▶ _EXTRAIT CHOISI_
Les glaces
CRITIQUE.
[ Scène ]
★ ★ ★ ★ ½
texte
Élie Castiel
Sans
consentement
préalable
Après la tempête-TNM où elle assure la traduction
et l’adaptation(avec Frédéric Bélanger) de
l’immanquable La nuit des rois, de Shakespeare,
Rébecca Déraspe récidive en solo à La Licorne avec
une pièce essentielle, actuelle, d’une brûlante
actualité. Un discours violent, un cri d’alarme
troublant contre « la culture du viol », ce nouveau
concept social, faisant rage un peu partout dans le
monde depuis l’émergence de tous les #MeToo. Les glaces,
une œuvre de la dramaturgie québécoise qui marquera son temps.
Une mise en scène de Maryse Lapierre où tous les coups sont permis. Á seize ans, début de la fin de l’adolescence, Vincent (puissant Christian Michaud) et son chum Sébastien (très présent Olivier Normand) ont commis, à la suite d’un party (prononcez parté), l’irréparable. Vingt-cinq ans plus tard, que reste-t-il de cette soirée? Un chef d’accusation.

▶ _EXPLORER LE MATÉRIAU_
**A)** Dans la critique de la pièce Les glaces, qui signe la mise en scène?
**B)** Prolongez la critique de la pièce Les glaces à partir de sa dernière phrase.

▶ _ENTRÉES AFFICHÉES_
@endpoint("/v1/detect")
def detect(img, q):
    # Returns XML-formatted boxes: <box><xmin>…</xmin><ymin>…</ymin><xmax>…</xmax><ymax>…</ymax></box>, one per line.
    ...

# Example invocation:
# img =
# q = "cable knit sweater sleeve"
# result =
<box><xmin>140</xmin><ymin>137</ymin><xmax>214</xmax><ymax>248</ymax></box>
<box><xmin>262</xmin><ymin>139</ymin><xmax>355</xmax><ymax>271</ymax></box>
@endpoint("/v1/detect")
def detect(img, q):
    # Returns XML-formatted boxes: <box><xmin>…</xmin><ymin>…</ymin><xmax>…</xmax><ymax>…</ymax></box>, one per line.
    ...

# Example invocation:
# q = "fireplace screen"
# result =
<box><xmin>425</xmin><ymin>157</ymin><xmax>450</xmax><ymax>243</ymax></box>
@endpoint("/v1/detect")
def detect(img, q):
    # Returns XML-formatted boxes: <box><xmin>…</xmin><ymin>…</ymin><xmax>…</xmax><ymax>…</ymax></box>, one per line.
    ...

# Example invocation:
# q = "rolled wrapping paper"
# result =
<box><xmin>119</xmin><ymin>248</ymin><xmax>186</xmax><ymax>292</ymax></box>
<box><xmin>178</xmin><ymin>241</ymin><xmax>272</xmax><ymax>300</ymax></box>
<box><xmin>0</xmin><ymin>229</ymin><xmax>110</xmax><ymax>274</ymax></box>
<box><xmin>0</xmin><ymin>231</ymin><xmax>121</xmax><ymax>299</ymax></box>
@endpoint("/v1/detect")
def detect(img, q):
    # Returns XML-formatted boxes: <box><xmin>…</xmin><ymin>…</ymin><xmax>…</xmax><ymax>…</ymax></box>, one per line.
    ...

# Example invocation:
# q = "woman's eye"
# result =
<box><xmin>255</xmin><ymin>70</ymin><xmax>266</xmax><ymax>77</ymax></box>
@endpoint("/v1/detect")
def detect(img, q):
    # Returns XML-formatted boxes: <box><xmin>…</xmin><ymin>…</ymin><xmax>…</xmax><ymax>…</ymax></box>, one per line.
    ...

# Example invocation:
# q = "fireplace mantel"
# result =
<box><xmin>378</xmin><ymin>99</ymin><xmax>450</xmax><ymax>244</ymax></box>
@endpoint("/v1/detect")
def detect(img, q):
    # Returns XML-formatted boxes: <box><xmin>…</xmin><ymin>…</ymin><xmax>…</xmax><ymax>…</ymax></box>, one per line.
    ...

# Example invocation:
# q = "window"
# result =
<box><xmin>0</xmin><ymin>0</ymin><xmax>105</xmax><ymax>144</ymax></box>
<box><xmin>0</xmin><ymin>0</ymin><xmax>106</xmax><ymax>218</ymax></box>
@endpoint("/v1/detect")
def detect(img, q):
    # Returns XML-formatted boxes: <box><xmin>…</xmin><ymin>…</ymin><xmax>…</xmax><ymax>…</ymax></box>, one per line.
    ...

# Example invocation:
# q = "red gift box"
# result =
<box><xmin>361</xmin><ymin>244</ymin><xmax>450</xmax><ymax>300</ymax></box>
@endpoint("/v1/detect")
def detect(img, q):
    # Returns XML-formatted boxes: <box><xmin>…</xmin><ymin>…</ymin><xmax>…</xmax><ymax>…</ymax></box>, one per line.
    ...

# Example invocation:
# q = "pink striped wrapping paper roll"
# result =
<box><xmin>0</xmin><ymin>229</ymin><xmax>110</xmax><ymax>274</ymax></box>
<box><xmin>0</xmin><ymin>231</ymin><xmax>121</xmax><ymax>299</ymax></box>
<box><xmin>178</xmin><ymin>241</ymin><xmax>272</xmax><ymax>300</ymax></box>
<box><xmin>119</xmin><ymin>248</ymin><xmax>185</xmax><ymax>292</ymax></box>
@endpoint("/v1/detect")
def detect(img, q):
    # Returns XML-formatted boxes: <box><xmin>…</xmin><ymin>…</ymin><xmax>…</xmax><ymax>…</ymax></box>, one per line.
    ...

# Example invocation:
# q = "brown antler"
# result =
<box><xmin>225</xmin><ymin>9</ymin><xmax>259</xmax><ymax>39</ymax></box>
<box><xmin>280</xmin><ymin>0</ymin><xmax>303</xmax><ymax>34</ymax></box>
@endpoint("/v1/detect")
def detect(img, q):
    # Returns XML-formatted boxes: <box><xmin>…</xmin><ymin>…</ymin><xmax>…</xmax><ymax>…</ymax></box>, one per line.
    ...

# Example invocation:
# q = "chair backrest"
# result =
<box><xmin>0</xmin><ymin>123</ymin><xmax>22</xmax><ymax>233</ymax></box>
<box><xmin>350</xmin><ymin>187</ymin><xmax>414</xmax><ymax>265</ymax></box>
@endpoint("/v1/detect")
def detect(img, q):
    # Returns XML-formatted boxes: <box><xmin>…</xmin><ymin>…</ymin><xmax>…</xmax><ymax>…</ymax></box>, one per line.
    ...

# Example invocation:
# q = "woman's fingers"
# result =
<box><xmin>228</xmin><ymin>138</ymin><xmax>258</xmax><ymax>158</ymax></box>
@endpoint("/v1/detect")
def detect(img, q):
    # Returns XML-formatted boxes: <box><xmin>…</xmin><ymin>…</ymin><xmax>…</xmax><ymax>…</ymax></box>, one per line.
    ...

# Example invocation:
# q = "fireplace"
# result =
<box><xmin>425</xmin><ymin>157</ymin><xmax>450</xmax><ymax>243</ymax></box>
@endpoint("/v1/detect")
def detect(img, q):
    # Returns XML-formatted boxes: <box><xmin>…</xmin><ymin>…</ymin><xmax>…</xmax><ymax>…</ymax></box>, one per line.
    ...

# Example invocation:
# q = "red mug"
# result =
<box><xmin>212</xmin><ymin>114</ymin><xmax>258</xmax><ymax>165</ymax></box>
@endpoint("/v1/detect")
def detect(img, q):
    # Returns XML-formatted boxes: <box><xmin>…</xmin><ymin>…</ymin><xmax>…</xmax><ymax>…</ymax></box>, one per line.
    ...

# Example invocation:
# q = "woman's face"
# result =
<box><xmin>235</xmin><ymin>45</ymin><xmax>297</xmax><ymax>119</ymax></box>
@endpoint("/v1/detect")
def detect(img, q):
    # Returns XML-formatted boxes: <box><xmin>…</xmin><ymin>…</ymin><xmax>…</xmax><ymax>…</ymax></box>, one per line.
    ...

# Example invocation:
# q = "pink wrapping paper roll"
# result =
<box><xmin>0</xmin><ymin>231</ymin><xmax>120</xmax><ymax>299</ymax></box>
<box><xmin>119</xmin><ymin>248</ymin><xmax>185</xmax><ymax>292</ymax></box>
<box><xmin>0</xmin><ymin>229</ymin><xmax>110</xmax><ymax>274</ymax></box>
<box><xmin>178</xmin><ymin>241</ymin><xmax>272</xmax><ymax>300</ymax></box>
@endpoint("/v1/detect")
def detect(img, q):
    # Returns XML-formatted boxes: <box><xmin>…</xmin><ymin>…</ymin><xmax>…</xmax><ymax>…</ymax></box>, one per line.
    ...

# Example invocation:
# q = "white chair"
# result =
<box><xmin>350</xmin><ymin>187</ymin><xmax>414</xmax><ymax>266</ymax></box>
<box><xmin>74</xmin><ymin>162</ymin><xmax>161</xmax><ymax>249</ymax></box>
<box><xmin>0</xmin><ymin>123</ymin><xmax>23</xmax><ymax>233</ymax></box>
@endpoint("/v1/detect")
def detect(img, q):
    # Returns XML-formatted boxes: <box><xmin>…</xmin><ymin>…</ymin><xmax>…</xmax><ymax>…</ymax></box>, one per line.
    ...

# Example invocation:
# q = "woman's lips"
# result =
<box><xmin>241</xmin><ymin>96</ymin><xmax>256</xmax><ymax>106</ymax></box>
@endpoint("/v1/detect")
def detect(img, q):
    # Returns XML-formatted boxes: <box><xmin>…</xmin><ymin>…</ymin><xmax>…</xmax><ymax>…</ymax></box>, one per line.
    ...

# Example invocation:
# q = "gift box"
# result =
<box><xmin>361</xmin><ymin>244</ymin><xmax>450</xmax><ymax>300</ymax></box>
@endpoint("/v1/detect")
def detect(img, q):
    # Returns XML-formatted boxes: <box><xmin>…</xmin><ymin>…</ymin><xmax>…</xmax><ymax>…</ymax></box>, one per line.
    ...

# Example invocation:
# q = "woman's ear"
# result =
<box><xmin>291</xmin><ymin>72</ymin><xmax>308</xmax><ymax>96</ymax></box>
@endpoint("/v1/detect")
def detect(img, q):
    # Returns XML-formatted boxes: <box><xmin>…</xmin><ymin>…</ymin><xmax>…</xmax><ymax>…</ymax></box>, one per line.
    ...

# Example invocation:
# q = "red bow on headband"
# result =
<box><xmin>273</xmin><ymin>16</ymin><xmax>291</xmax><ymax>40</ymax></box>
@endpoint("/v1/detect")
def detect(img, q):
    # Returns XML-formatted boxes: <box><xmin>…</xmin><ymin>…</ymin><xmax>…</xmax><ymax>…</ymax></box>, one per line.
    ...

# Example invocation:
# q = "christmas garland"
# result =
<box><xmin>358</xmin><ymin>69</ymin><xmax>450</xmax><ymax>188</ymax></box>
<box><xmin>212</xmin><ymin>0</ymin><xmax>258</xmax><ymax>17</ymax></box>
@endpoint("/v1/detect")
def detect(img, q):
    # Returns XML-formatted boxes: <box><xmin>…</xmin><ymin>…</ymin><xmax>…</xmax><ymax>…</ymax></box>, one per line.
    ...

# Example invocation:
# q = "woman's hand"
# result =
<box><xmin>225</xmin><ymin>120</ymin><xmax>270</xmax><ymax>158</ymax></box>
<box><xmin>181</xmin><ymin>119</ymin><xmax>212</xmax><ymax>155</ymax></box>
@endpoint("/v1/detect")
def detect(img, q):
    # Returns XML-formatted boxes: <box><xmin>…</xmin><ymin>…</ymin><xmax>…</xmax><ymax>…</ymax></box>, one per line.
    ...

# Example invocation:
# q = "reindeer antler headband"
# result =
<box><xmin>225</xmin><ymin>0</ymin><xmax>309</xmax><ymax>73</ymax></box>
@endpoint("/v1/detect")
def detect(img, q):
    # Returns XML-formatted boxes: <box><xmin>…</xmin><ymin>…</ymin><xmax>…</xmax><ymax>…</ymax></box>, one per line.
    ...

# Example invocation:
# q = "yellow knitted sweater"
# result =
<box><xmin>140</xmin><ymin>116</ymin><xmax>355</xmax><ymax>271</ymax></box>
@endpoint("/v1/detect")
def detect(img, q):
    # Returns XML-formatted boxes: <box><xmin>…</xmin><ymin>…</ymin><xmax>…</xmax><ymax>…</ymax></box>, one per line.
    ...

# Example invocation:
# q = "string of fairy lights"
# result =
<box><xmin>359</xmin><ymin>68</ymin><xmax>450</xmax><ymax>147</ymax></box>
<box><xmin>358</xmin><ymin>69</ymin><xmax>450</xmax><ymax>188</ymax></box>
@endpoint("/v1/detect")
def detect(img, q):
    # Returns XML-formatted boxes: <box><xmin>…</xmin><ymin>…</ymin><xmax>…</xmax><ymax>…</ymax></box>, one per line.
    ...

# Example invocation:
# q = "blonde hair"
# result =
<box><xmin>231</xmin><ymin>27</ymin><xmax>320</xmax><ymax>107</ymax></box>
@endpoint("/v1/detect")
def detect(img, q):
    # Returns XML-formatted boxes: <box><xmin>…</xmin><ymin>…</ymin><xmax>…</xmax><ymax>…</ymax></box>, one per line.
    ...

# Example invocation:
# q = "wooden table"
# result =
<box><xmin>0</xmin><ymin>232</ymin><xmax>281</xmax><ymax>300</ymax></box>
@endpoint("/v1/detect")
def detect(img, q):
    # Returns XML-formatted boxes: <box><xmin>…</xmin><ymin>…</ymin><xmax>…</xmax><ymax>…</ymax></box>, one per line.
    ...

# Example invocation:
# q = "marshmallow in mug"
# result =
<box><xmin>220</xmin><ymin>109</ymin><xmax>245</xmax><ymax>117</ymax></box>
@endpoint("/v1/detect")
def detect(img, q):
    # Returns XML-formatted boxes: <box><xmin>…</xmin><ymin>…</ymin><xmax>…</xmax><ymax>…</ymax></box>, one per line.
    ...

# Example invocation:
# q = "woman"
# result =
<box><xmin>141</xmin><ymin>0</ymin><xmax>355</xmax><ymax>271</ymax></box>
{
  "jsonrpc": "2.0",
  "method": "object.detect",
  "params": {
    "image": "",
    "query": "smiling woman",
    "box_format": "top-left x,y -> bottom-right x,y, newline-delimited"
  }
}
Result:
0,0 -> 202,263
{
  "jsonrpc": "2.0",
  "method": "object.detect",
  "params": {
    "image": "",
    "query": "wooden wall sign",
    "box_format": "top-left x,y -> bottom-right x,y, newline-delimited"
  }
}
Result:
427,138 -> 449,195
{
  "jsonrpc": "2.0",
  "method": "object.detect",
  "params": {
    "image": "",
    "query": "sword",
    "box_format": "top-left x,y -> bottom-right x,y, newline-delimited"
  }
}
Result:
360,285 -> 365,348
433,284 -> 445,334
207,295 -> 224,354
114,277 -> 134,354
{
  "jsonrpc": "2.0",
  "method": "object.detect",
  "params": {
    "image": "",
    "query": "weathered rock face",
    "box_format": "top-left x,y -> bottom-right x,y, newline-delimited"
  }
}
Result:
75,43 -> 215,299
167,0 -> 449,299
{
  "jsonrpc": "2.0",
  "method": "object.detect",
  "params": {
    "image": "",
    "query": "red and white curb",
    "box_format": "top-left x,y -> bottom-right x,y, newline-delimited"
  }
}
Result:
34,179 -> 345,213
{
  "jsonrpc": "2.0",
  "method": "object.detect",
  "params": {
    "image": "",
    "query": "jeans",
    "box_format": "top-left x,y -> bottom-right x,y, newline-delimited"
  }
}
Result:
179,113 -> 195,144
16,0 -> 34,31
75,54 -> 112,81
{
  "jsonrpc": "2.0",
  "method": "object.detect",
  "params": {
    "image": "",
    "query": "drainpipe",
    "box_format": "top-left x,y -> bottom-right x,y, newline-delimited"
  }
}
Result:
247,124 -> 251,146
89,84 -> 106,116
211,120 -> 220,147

▶ _RÉSULTATS PAR TÂCHE_
**A)** Maryse Lapierre.

**B)**
Justement, la mise en scène se charge de tous les événements qui ont précédé et suivi cet épisode. Remords? Regrets? Au contraire, chez les gars dans ce récit passionnant, défense de la sexualité masculine, même dans ses impulsions les plus incontrôlables, comme quelque chose de naturel, de biologique qu’on ne peut nier. Est-ce vraiment le cas?
Le texte de Rébecca Déraspe, d’une énergie contagieuse, pose les bonnes questions, mais surtout et avant tout, évite le jugement facile, la voie de la dispersion; elle englobe tout un arsenal de psychologies qui pourraient laisser d’aucuns dubitatifs. Elle propose de nouvelles règles dans le discours ambient. Plus que de racheter les fautifs, il leur fait prendre conscience de leur acte, les poussant à une réflexion profonde de leur être, une masculinité, pour ne pas reprendre le cliché, toxique. Aussi délétère qu’elle ne réalise aucunement les conséquences sur la victime.
Les comédiennes et les comédiennes, toutes et tous impeccables, envahissent la scène comme un second « chez-soi », dans un terrain dramatique de tous les possibles, toutes les paroles sont prononçables, sans censure. Avec Les glaces (dans un sens, on aurait pu dire « De glace »), les situations sont aussi dramatiques que teintées d’humour, un drôlerie typiquement québécoise, magnifique, inimitable, visuelle, riche en émotions paradoxales. Déraspe l’a très bien saisi en construisant son texte.
… sans dénigrer la présence remarquable de tous les protagonistes, formant un groupe intégrateur, notre Bolduc cinématographique nationale se permet un tour de force aussi intense que férocement magnétique.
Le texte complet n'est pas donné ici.